> DESCRIPTION OF THE TASK:
Repeat precisely, and only, the lines between the line containing "of the roof." and the end of the listing below, both ends included.

[START OF TASK MATERIAL]

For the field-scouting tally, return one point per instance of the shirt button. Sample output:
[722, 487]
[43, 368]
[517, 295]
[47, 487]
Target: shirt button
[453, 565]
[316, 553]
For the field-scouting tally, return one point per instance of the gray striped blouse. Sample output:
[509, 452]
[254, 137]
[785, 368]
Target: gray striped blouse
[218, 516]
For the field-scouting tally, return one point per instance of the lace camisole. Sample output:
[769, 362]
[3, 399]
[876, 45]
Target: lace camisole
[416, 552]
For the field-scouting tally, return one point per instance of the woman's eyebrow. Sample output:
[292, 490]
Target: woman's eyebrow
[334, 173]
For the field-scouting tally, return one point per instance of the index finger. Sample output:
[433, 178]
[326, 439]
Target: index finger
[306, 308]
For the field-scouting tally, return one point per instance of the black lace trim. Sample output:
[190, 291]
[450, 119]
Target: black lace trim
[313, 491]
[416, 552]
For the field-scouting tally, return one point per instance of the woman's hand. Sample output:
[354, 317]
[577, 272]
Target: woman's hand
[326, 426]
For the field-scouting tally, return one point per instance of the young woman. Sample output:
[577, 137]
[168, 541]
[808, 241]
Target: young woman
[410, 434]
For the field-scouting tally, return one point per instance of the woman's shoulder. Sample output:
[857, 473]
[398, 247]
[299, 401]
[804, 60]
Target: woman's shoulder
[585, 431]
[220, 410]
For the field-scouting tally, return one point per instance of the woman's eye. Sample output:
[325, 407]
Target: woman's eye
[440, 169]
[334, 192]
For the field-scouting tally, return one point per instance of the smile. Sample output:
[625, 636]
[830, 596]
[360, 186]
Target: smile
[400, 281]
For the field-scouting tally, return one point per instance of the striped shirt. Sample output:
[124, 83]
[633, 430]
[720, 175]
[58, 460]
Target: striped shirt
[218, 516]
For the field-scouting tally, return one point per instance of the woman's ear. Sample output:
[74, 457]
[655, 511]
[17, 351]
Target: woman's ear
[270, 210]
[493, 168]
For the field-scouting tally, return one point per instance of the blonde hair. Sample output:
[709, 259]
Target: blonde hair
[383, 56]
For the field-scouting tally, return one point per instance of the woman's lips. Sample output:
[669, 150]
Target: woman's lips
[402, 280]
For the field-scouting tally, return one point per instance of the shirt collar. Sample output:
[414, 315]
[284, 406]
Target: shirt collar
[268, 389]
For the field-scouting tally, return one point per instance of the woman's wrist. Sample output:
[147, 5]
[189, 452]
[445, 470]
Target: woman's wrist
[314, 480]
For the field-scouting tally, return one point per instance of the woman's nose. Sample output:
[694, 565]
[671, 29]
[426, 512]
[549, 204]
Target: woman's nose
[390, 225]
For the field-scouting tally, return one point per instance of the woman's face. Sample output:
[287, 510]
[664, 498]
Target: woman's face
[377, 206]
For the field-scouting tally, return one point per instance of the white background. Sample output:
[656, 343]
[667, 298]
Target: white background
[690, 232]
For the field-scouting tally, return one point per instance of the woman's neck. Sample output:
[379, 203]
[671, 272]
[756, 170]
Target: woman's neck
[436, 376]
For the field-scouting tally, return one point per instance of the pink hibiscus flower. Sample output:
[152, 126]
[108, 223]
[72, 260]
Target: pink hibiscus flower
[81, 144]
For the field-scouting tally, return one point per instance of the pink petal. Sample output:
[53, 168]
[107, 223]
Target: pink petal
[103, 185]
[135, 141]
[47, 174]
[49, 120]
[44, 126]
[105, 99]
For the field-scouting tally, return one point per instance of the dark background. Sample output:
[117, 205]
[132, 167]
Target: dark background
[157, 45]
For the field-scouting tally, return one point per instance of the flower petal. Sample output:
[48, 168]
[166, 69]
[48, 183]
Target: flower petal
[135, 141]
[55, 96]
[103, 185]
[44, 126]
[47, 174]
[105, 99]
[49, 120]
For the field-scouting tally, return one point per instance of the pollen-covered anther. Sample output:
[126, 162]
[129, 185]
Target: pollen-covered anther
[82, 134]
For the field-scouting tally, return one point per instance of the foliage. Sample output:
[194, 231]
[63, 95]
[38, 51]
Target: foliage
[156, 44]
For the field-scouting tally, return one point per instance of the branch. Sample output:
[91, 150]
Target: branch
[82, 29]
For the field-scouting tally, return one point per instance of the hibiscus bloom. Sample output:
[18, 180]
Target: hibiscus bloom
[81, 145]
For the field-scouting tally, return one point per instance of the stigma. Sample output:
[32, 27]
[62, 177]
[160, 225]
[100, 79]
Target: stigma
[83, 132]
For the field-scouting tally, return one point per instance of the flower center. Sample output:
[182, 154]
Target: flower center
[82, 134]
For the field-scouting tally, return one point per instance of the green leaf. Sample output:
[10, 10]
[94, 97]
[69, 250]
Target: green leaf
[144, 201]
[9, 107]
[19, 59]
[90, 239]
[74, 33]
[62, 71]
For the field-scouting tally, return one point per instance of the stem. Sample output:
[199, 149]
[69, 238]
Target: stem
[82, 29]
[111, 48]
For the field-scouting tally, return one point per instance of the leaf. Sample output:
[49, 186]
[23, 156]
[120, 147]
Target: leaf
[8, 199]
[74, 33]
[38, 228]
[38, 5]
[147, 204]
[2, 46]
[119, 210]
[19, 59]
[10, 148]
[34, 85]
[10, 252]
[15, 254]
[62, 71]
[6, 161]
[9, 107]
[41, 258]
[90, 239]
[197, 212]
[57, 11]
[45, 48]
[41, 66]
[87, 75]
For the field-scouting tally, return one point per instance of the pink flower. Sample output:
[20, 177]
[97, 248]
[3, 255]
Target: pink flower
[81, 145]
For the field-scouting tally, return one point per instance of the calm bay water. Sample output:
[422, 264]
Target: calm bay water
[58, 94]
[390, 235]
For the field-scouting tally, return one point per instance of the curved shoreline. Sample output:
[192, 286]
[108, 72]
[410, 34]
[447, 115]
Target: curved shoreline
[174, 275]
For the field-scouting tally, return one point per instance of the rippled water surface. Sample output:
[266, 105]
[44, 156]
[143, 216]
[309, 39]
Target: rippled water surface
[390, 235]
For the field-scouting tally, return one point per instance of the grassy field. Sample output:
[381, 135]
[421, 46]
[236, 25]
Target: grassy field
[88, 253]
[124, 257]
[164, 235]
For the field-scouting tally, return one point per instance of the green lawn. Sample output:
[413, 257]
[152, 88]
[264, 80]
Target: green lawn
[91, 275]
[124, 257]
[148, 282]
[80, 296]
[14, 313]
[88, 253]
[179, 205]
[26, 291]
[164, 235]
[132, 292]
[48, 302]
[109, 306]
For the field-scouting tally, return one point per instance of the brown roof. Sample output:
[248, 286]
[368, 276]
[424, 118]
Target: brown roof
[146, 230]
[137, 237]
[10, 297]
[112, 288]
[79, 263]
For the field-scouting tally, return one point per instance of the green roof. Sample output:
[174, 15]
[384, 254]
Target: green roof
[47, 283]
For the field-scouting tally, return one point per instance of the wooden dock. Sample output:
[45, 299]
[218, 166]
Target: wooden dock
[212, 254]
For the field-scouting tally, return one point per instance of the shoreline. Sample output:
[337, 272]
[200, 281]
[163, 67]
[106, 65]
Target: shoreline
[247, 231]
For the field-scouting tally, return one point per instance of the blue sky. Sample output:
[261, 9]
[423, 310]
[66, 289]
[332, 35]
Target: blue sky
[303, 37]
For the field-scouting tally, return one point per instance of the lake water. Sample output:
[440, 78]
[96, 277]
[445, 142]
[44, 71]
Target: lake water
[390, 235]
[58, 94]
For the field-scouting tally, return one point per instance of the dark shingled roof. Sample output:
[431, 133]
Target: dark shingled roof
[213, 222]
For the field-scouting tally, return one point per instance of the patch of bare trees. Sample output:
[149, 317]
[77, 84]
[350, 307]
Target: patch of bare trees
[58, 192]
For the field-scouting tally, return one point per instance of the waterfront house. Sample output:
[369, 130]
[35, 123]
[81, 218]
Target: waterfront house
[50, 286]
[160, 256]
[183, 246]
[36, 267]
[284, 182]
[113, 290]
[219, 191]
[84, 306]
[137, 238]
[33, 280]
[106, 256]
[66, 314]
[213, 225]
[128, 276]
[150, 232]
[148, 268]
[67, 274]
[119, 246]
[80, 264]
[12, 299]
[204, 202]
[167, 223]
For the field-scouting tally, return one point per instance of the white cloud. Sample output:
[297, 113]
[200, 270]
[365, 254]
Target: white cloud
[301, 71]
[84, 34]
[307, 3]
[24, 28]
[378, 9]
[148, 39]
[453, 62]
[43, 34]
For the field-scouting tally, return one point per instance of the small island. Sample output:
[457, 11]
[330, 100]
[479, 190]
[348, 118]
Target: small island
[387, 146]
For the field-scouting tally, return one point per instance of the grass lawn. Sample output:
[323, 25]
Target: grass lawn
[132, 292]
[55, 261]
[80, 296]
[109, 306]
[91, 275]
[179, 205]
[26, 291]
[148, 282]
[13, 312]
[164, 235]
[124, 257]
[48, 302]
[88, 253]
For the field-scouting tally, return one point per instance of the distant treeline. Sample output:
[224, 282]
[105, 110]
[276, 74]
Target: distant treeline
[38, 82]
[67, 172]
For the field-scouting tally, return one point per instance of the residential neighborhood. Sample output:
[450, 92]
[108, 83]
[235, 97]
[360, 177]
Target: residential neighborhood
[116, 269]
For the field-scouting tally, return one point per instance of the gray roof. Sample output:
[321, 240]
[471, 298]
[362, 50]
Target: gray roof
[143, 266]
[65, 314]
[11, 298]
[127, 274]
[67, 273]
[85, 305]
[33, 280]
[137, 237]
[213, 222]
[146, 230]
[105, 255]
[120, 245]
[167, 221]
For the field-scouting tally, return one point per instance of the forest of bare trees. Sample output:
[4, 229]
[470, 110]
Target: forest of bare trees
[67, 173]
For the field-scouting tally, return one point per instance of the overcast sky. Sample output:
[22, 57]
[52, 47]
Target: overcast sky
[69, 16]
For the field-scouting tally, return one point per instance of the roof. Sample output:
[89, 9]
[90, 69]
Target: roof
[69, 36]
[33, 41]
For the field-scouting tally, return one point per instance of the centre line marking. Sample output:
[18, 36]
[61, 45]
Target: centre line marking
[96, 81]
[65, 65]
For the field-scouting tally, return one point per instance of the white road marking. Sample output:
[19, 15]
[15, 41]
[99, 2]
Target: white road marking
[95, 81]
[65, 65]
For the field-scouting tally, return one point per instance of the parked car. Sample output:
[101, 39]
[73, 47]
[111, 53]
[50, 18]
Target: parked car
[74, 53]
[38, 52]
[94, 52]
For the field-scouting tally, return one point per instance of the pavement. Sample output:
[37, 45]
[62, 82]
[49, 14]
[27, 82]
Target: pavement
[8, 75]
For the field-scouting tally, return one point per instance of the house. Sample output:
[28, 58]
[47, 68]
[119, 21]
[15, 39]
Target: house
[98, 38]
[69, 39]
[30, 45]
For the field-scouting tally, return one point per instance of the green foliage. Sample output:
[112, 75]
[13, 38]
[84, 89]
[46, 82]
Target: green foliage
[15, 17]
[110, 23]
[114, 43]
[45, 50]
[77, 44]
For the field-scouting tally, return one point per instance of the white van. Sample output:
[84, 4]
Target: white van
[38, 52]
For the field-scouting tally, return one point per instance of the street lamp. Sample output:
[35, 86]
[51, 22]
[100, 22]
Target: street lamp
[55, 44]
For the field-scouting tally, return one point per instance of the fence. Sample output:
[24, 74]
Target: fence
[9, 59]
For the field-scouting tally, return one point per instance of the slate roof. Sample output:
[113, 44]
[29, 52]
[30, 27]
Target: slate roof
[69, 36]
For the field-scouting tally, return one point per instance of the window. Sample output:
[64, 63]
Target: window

[END OF TASK MATERIAL]

> OUTPUT FOR THIS TASK:
For the field-scouting tally, return one point per instance of the roof. Sample output:
[89, 9]
[90, 69]
Target: roof
[69, 36]
[33, 41]
For the field-scouting tally, return one point per instance of the centre line marking. Sample output:
[18, 36]
[61, 45]
Target: centre line marking
[96, 81]
[65, 65]
For the field-scouting tally, return one point per instance of the white road marking. Sample output:
[19, 15]
[15, 41]
[99, 2]
Target: white road marking
[95, 81]
[65, 65]
For the field-scouting tally, return one point per instance of the parked car. Sample output:
[101, 39]
[73, 47]
[111, 53]
[50, 18]
Target: parked car
[74, 53]
[38, 52]
[94, 52]
For the field-scouting tally, return one point per instance of the pavement. Sample output:
[37, 45]
[62, 82]
[49, 14]
[27, 82]
Target: pavement
[8, 75]
For the field-scouting tally, return one point per instance of the house. Sample output:
[28, 58]
[47, 68]
[119, 21]
[15, 39]
Target: house
[98, 38]
[69, 39]
[30, 45]
For the field-scouting tally, return one point per instance of the green foliage. Sample output:
[112, 75]
[13, 38]
[84, 89]
[46, 82]
Target: green foliage
[15, 17]
[110, 23]
[114, 43]
[45, 50]
[77, 44]
For the field-scouting tally, return one point per instance of the white van. Sample output:
[84, 4]
Target: white van
[38, 52]
For the field-scouting tally, return one point per instance of the street lamp. Sample output:
[35, 86]
[51, 22]
[100, 22]
Target: street lamp
[55, 44]
For the field-scouting tally, return one point per instance of the fence. Sample output:
[24, 74]
Target: fence
[9, 59]
For the field-scouting tally, return one point per instance of the slate roof. Sample output:
[113, 44]
[29, 52]
[30, 27]
Target: slate roof
[69, 36]
For the field-scouting tally, return one point per instance of the window. Sample output:
[64, 63]
Target: window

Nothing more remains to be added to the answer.